THE TASK >>
Switch every "Detect" in the lines below to "Locate" and reproduce them with no other change.

— start —

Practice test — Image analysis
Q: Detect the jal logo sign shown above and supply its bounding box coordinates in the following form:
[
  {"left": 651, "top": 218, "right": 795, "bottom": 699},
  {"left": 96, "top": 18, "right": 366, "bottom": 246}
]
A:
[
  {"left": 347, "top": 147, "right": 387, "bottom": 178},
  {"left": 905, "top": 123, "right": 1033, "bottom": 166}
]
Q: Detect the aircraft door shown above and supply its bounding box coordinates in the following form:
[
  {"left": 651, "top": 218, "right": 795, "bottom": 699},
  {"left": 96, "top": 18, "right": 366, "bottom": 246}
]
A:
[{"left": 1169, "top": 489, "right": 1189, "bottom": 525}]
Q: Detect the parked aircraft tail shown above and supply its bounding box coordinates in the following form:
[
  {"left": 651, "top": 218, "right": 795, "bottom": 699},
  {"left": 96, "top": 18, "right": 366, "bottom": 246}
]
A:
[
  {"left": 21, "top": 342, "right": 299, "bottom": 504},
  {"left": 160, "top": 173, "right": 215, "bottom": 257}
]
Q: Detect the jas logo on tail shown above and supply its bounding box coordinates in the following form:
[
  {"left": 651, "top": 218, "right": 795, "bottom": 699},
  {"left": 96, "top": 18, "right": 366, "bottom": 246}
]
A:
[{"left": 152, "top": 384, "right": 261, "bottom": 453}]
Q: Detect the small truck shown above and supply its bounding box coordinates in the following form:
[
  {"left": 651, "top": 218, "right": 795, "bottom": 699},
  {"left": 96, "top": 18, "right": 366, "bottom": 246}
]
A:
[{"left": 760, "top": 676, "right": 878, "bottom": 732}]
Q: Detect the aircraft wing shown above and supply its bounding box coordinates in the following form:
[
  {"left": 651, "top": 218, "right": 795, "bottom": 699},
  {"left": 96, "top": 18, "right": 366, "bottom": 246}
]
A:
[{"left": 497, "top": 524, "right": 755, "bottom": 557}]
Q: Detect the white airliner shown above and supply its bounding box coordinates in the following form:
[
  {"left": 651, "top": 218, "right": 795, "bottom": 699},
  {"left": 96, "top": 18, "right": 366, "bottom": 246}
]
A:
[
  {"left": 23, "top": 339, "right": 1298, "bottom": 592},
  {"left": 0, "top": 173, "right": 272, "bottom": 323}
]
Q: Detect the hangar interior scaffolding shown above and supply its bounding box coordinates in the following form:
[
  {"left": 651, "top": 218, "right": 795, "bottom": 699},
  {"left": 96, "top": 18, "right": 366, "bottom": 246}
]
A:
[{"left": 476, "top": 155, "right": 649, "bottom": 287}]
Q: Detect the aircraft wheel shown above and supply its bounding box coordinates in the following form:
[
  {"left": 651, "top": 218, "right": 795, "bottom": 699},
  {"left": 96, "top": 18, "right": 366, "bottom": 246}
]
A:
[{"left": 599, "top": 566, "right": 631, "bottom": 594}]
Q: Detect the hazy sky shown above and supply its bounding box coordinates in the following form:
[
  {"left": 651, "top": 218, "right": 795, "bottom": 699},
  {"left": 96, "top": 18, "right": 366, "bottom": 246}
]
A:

— end —

REPLY TO THE TASK >>
Practice test — Image analysis
Q: Locate the jal logo sign shown above and supply its bounding box coordinates in the following form:
[
  {"left": 651, "top": 218, "right": 795, "bottom": 699},
  {"left": 96, "top": 18, "right": 366, "bottom": 246}
]
A:
[
  {"left": 347, "top": 147, "right": 387, "bottom": 178},
  {"left": 905, "top": 123, "right": 1033, "bottom": 166}
]
Q: Locate the aircraft door shown above and supply its bounding box coordinates in the following form:
[
  {"left": 651, "top": 218, "right": 795, "bottom": 699},
  {"left": 96, "top": 18, "right": 366, "bottom": 246}
]
A:
[{"left": 1169, "top": 489, "right": 1189, "bottom": 525}]
Q: Locate the parked aircraft tail shown above and supply its bounding box coordinates in the following form:
[
  {"left": 651, "top": 218, "right": 795, "bottom": 699},
  {"left": 96, "top": 18, "right": 366, "bottom": 246}
]
A:
[
  {"left": 21, "top": 342, "right": 299, "bottom": 504},
  {"left": 160, "top": 173, "right": 215, "bottom": 257}
]
Q: Locate the jas logo on tail shown above and supply its bounding box coordinates in the following form:
[
  {"left": 651, "top": 218, "right": 795, "bottom": 699},
  {"left": 96, "top": 18, "right": 366, "bottom": 246}
]
A:
[{"left": 152, "top": 384, "right": 261, "bottom": 453}]
Q: Locate the small truck shown above and supply its bounding box coordinates in the following form:
[
  {"left": 651, "top": 218, "right": 795, "bottom": 699},
  {"left": 96, "top": 18, "right": 366, "bottom": 246}
]
A:
[{"left": 760, "top": 676, "right": 878, "bottom": 732}]
Q: Locate the aircraft wing shown above and supply its bounding box coordinates in the following form:
[
  {"left": 651, "top": 218, "right": 795, "bottom": 699},
  {"left": 96, "top": 18, "right": 366, "bottom": 246}
]
A:
[{"left": 497, "top": 524, "right": 755, "bottom": 557}]
Q: Locate the white airliner shown above and supply its bounding box coordinates in the following form:
[
  {"left": 651, "top": 218, "right": 795, "bottom": 699},
  {"left": 96, "top": 18, "right": 366, "bottom": 246}
]
A:
[
  {"left": 23, "top": 339, "right": 1298, "bottom": 592},
  {"left": 0, "top": 173, "right": 272, "bottom": 323}
]
Q: Locate the hangar interior scaffolding shown above and supply its bounding box coordinates in the following form:
[
  {"left": 651, "top": 218, "right": 795, "bottom": 699},
  {"left": 96, "top": 18, "right": 366, "bottom": 246}
]
A:
[{"left": 476, "top": 155, "right": 649, "bottom": 287}]
Q: Locate the aircraft wheel shown above and supply its bounding box coordinates in the following form:
[
  {"left": 651, "top": 218, "right": 795, "bottom": 699},
  {"left": 96, "top": 18, "right": 366, "bottom": 246}
]
A:
[{"left": 599, "top": 566, "right": 631, "bottom": 594}]
Q: Locate the hazy sky shown above and supply its bounding box coordinates in the following form:
[
  {"left": 651, "top": 218, "right": 795, "bottom": 699},
  {"left": 96, "top": 18, "right": 366, "bottom": 246}
]
A:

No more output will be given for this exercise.